## Task objective
Each line of the listing below must be retyped as given.

## Provided material

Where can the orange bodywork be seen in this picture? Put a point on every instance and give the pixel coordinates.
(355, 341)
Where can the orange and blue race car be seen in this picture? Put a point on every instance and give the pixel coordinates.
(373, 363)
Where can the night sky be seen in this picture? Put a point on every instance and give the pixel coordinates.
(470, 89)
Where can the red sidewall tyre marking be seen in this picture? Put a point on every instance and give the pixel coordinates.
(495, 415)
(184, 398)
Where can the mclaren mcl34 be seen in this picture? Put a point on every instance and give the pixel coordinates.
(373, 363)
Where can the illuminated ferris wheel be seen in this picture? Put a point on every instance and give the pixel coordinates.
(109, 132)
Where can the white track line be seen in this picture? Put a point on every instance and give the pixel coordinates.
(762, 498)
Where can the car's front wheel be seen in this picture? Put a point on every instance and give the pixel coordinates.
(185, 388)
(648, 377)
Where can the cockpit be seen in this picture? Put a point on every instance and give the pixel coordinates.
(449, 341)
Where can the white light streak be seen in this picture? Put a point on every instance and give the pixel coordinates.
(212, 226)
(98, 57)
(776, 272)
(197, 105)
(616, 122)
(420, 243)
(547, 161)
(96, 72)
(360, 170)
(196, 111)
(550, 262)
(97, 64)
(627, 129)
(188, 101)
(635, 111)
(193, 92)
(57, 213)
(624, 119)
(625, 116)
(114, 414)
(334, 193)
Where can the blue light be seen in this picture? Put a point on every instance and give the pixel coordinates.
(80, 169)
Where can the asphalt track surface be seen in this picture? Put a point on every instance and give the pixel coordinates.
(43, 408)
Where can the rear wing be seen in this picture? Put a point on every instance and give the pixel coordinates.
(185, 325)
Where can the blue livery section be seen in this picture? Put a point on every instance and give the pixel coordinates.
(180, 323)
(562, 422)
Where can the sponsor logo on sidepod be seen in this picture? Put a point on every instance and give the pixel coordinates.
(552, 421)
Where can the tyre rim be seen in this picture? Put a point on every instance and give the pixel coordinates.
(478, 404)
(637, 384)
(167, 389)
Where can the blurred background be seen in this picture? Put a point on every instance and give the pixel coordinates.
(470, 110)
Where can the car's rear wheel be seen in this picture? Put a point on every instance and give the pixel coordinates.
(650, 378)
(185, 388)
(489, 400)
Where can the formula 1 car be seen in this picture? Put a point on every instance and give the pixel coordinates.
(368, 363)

## Written reply
Where can the orange bodywork be seen in this picture? Put a point on every instance and give the pixel coordinates.
(355, 341)
Where can the orange and blue race car be seen in this picture? Put a point on every instance and give the pixel coordinates.
(373, 363)
Where can the night sky be seen in this picture? Put a point on every instance and give the pixel coordinates.
(470, 89)
Where can the red sidewall tyre marking be seen in this picture? Put a point on every instance and give the pixel coordinates.
(495, 415)
(184, 398)
Where can the mclaren mcl34 be seen in this picture? Put a point on every instance and give the pixel coordinates.
(373, 363)
Where can the illuminated ferris wheel be seen in this picture? Put a point on every instance and give the pixel coordinates.
(109, 132)
Where can the white track line be seen in this picture? Put a point on every instance and give the pixel coordinates.
(762, 498)
Where can the car's front wheel be seen in this picture? Put a point on every instance and give the pixel coordinates.
(185, 388)
(648, 377)
Where can the cockpit be seen in this picture? Put a point on every instance and give the pixel coordinates.
(449, 341)
Where can the white light streak be seen in this picture? Put a point on every instance and give the pixel coordinates.
(212, 226)
(98, 57)
(776, 272)
(197, 105)
(616, 122)
(420, 243)
(547, 161)
(96, 72)
(360, 170)
(196, 111)
(550, 262)
(97, 64)
(627, 129)
(188, 101)
(635, 111)
(193, 92)
(57, 213)
(624, 119)
(625, 116)
(114, 414)
(334, 193)
Where can the blue light be seen in this picture? Put a point on every instance and give the pixel coordinates.
(80, 169)
Where can the asphalt track surface be seen in this picture? Put a point on every instance and give the pixel coordinates.
(43, 408)
Where can the rear wing be seen in this picture? Put a point on every instance and give the pixel coordinates.
(185, 325)
Where can the blue livery section be seen in this picture? Put a point on every instance and give the pixel coordinates.
(180, 323)
(562, 422)
Where can the sponsor logo on sidepod be seen in this picture? Put a point on every instance and give the pixel coordinates.
(552, 421)
Where can the tyre rim be seen in this picture? Put a point on every instance and give the pixel coordinates.
(478, 404)
(637, 384)
(167, 389)
Where can the blurred background be seen in this picture? Put a point on every instance and give the pixel coordinates.
(470, 110)
Where can the car's rear wheel be seen in this picture? Put a point on every instance and give the pixel coordinates.
(650, 378)
(185, 388)
(489, 400)
Where can the formula 1 car be seen in this picture? Put a point on every instance and give the pixel coordinates.
(368, 363)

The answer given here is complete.